*GOAL OF THE EXERCISE*.
Please state how many lines in the records that follow include "mirror", with no other output.

*RECORDS FOR THIS TASK*.
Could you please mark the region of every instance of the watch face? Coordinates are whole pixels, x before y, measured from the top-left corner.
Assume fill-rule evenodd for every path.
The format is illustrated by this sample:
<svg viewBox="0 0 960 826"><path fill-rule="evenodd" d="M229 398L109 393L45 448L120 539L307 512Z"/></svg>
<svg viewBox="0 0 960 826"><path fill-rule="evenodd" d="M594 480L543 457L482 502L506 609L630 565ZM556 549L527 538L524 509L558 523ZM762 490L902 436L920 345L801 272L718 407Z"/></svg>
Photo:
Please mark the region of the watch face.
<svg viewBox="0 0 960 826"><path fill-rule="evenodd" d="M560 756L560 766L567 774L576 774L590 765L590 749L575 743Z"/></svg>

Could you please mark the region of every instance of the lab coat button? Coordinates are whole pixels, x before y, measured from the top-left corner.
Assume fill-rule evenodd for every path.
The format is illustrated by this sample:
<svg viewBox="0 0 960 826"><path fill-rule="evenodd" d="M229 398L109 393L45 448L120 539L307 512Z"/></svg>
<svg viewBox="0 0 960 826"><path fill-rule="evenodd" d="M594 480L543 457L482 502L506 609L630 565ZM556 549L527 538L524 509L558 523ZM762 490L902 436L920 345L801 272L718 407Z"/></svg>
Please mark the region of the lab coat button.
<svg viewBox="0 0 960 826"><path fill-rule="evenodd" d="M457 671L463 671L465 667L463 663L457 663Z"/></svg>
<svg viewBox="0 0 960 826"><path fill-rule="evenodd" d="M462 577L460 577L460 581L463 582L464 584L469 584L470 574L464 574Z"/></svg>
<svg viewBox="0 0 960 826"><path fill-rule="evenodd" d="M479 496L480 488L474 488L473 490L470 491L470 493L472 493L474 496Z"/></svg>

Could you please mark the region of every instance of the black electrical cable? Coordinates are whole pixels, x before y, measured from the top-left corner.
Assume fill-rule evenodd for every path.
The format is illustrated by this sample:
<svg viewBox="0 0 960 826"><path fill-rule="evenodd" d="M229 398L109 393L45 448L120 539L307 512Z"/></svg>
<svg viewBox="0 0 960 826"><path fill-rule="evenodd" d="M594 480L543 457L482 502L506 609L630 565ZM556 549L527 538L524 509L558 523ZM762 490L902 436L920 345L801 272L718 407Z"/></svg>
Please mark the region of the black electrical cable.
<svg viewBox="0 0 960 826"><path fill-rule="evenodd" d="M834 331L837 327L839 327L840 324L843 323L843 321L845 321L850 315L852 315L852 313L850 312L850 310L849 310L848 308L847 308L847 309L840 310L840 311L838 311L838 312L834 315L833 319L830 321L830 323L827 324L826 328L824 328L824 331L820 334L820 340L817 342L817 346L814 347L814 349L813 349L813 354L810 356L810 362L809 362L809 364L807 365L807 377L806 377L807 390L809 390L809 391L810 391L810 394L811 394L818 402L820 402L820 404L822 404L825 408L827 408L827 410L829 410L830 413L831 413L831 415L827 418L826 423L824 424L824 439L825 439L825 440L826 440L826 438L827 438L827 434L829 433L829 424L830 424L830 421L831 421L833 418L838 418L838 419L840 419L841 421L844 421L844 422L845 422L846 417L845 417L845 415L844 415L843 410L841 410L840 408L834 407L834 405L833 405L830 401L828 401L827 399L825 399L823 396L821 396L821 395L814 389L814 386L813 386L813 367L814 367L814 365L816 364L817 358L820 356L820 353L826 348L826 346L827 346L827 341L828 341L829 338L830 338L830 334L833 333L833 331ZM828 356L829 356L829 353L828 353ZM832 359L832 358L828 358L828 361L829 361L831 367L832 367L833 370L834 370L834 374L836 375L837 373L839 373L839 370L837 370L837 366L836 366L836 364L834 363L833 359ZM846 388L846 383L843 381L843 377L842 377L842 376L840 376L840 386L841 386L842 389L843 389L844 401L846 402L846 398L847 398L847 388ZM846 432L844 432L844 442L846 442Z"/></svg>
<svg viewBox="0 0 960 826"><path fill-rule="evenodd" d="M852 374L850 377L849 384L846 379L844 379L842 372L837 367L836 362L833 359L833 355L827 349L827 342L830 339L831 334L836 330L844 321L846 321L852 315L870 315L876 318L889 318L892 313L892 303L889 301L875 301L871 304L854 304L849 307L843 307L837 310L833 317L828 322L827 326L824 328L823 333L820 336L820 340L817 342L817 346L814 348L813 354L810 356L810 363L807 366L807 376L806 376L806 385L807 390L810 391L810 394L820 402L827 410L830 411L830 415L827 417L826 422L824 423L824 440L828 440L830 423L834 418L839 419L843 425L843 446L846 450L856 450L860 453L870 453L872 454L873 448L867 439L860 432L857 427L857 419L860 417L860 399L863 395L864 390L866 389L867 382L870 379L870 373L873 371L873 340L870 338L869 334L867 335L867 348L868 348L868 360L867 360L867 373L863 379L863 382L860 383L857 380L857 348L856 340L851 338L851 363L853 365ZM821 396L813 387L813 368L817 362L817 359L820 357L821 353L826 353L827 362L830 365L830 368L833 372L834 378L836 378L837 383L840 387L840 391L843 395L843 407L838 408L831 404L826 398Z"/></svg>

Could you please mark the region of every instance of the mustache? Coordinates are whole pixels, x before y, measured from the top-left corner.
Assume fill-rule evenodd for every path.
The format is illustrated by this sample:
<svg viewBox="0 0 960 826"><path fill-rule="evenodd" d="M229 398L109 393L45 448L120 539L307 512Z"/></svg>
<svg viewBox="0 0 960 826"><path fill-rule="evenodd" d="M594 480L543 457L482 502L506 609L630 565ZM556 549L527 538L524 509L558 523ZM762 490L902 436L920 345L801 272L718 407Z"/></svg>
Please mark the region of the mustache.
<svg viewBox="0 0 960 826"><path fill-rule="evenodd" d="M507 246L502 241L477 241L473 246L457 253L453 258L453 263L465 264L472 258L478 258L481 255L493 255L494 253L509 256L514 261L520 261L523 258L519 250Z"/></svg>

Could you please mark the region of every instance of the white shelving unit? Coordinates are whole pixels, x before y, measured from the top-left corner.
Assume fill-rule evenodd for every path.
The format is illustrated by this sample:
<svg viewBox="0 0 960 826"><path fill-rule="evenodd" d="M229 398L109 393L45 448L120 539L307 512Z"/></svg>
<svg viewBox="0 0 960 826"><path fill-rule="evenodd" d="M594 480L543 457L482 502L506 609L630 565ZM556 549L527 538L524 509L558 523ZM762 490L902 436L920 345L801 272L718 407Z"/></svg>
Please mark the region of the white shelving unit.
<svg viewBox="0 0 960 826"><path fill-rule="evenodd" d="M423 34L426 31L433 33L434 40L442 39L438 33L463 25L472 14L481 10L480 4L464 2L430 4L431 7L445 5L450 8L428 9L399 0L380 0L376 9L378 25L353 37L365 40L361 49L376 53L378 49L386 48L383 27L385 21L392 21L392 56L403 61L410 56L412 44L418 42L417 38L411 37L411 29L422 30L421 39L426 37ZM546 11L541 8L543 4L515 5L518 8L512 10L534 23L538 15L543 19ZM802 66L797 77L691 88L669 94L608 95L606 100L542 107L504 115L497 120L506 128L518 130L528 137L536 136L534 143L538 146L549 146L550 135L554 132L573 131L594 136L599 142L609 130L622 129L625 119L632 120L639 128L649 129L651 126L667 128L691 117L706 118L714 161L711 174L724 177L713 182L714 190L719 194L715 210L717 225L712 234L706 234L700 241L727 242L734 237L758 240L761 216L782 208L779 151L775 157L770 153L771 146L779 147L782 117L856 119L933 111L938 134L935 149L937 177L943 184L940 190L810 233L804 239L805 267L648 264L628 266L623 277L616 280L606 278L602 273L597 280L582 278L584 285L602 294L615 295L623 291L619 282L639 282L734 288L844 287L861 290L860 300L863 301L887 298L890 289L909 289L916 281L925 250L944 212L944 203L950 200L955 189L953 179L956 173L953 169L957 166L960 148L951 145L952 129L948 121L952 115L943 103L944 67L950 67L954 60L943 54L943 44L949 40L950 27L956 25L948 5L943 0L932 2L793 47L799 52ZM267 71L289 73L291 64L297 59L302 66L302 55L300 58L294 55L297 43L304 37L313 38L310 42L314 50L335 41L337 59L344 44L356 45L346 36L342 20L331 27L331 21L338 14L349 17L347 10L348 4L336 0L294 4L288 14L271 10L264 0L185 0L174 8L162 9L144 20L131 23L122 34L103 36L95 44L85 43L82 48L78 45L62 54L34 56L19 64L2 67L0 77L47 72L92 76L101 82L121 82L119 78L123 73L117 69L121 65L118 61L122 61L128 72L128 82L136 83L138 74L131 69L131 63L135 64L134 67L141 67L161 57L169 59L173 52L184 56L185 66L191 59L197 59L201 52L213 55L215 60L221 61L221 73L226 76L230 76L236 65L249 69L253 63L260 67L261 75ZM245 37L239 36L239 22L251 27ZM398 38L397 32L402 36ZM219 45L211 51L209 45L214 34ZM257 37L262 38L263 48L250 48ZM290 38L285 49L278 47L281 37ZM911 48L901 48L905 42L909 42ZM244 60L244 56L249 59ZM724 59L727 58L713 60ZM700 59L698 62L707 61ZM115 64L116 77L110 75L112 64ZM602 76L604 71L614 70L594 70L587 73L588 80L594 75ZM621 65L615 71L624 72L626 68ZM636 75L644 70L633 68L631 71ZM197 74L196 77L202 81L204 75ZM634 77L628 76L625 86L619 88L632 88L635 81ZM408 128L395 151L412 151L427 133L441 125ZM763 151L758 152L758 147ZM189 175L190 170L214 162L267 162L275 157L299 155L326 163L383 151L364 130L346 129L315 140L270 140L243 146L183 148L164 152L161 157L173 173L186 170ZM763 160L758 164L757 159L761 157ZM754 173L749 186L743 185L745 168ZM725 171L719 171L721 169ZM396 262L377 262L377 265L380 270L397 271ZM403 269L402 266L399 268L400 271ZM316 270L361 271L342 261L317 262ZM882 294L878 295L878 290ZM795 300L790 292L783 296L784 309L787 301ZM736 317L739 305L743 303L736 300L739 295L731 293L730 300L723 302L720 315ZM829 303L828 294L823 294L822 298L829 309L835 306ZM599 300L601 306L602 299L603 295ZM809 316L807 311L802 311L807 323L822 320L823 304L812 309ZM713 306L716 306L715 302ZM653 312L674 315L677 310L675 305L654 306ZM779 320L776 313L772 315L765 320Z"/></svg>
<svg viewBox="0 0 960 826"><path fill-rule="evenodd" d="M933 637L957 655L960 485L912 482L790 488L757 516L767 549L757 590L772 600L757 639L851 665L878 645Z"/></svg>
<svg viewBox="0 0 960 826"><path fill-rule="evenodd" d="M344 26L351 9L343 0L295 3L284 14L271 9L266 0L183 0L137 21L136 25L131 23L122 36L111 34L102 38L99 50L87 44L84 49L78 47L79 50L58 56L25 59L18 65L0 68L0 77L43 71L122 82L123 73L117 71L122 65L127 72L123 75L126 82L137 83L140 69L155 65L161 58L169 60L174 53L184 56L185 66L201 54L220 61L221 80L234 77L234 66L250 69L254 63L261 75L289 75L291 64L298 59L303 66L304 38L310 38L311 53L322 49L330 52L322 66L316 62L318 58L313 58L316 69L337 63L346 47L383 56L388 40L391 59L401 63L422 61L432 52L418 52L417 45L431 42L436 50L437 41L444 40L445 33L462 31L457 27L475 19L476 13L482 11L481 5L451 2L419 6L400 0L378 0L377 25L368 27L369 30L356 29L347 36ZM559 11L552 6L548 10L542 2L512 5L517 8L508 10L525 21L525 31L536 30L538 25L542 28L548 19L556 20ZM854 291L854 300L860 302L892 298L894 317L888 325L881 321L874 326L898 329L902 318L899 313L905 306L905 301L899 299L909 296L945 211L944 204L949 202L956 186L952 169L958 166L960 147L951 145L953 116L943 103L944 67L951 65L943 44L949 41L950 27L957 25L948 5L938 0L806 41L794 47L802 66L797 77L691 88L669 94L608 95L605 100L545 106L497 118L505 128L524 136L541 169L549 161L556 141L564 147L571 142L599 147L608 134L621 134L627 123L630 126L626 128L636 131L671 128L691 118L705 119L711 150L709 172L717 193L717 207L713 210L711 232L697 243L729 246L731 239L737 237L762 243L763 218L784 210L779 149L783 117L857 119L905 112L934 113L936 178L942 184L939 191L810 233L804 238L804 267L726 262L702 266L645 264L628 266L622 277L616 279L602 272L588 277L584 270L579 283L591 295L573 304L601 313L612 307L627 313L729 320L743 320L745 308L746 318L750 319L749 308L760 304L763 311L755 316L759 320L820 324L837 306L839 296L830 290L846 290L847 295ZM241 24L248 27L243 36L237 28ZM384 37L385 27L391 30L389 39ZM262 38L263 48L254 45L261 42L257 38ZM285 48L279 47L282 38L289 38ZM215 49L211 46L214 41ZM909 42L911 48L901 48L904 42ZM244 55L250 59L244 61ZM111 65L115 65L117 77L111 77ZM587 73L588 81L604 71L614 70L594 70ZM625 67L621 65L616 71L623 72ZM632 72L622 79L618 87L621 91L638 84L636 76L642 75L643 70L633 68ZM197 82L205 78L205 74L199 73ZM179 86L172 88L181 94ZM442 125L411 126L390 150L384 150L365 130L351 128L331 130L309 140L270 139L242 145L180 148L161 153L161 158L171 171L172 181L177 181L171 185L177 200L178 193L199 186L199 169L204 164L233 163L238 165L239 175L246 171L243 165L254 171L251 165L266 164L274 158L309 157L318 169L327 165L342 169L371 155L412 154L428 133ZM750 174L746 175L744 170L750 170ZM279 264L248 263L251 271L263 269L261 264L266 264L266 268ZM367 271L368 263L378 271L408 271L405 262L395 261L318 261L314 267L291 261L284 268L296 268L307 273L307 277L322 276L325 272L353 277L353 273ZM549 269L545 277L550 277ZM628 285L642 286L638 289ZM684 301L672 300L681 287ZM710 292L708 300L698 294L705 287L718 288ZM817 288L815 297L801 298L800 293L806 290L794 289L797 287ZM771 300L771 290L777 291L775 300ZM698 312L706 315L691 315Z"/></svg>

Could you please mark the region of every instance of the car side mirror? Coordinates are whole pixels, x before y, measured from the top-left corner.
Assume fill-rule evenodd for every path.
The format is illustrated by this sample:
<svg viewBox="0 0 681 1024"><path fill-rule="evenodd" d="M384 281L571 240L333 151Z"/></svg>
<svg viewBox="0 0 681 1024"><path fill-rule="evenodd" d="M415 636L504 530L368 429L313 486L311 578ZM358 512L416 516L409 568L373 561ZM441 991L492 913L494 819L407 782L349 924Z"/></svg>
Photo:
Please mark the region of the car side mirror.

*SOLUTION TO THIS TASK*.
2